_Document excerpt_:
───
Issue 27582: Mispositioned SyntaxError caret for unknown code points (original) (raw)

Created on 2016-07-21 11:54 by ncoghlan, last changed 2022-04-11 14:58 by admin. This issue is now closed.

Files
File name	Uploaded	Description	Edit
method1-change-cur.patch	Rosuav,2016-07-21 14:19	review
method2-change-cur-and-inp.patch	Rosuav,2016-07-21 14:19	review
method3-change-all-errors.patch	Rosuav,2016-07-21 14:19	review
method4-change-all-errors-if-possible.patch	Rosuav,2016-07-21 14:19	review
where-did-that-error-come-from.patch	Rosuav,2016-07-21 16:33	review
combined.patch	Rosuav,2016-07-21 16:35	review

Messages (12)
msg270914 - (view)	Author: Alyssa Coghlan (ncoghlan) *	Date: 2016-07-21 11:54
Reporting by Rustom Mody on python-ideas, the SyntaxError caret is confusingly mispositioned when an invalid Unicode codepoint appears as part of a larger sequence of invalid codepoints and/or valid identifier characters: >>> varname = “d“a”t”apoint File "", line 1 varname = “d“a”t”apoint ^ SyntaxError: invalid character in identifier >>> varname = “d“a”t”apoint.evidence File "", line 1 varname = “d“a”t”apoint.evidence ^ SyntaxError: invalid character in identifier >>> varname = “d“a”t”apoint[evidence] File "", line 1 varname = “d“a”t”apoint[evidence] ^ SyntaxError: invalid character in identifier >>> varname = “d“a”t”apoint(evidence) File "", line 1 varname = “d“a”t”apoint(evidence) ^ SyntaxError: invalid character in identifier If the invalid character is a non-identifiers ASCII character, the error message loses the trailing "in identifier" phrase and points to the correct place: >>> varname = ddda$t$apoint File "", line 1 varname = ddda$t$apoint ^ SyntaxError: invalid syntax >>> varname = d$a$t$apoint File "", line 1 varname = d$a$t$apoint ^ SyntaxError: invalid syntax >>> varname = ^d$a$t$apoint File "", line 1 varname = ^d$a$t$apoint ^ SyntaxError: invalid syntax >>> varname = !d$a$t$apoint File "", line 1 varname = !d$a$t$apoint ^ SyntaxError: invalid syntax >>> varname = `d$a$t$apoint File "", line 1 varname = `d$a$t$apoint ^ SyntaxError: invalid syntax
msg270921 - (view)	Author: Berker Peksag (berker.peksag) *	Date: 2016-07-21 13:26
This looks like a duplicate of issue 2382.
───
_Records to use_:
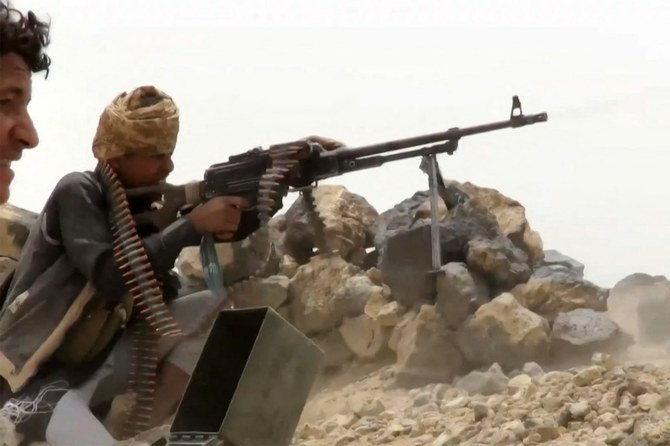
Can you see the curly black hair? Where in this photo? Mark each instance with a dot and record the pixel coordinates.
(24, 35)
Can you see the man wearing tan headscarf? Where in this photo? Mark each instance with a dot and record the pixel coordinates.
(64, 326)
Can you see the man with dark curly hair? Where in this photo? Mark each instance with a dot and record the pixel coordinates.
(22, 41)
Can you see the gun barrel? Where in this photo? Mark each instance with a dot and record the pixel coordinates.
(451, 134)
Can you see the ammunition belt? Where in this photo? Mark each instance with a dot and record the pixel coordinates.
(152, 317)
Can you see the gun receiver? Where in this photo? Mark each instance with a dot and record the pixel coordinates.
(264, 176)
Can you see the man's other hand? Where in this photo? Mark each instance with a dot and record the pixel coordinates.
(219, 216)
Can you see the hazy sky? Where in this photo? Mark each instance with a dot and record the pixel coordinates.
(594, 179)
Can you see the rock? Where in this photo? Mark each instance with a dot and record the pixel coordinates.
(386, 313)
(624, 300)
(553, 290)
(355, 293)
(336, 352)
(647, 401)
(578, 334)
(511, 218)
(404, 247)
(653, 309)
(375, 276)
(424, 210)
(604, 360)
(586, 376)
(480, 411)
(499, 261)
(651, 431)
(483, 383)
(15, 224)
(579, 410)
(546, 432)
(348, 225)
(532, 369)
(253, 256)
(503, 331)
(519, 383)
(260, 292)
(364, 336)
(553, 257)
(312, 291)
(615, 437)
(288, 266)
(458, 291)
(370, 407)
(425, 351)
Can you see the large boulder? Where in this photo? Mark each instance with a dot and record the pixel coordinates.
(578, 334)
(425, 351)
(553, 257)
(15, 225)
(505, 332)
(260, 292)
(459, 291)
(405, 251)
(499, 261)
(640, 304)
(653, 313)
(556, 289)
(348, 221)
(312, 294)
(511, 218)
(253, 256)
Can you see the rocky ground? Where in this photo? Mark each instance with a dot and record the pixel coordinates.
(508, 345)
(601, 404)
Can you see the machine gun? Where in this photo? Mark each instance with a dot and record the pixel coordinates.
(264, 354)
(264, 177)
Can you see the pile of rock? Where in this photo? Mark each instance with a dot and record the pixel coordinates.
(498, 297)
(601, 404)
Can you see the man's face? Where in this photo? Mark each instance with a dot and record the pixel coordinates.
(16, 128)
(142, 170)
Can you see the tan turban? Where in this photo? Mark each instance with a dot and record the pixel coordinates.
(144, 122)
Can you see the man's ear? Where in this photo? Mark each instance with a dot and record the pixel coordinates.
───
_Tasks to complete_:
1/ According to the issue page, which earlier issue is this one said to duplicate?
2/ Lay out the lines of the rows as a Markdown table with the columns No. and Text, starting at the line with "Can you see the pile" and ending with the last line of the rows, both included. Number each line and skip blank lines.

_In response_:
1/ Issue 2382.

2/
| No. | Text |
|---|---|
| 1 | Can you see the pile of rock? Where in this photo? Mark each instance with a dot and record the pixel coordinates. |
| 2 | (498, 297) |
| 3 | (601, 404) |
| 4 | Can you see the man's face? Where in this photo? Mark each instance with a dot and record the pixel coordinates. |
| 5 | (16, 128) |
| 6 | (142, 170) |
| 7 | Can you see the tan turban? Where in this photo? Mark each instance with a dot and record the pixel coordinates. |
| 8 | (144, 122) |
| 9 | Can you see the man's ear? Where in this photo? Mark each instance with a dot and record the pixel coordinates. |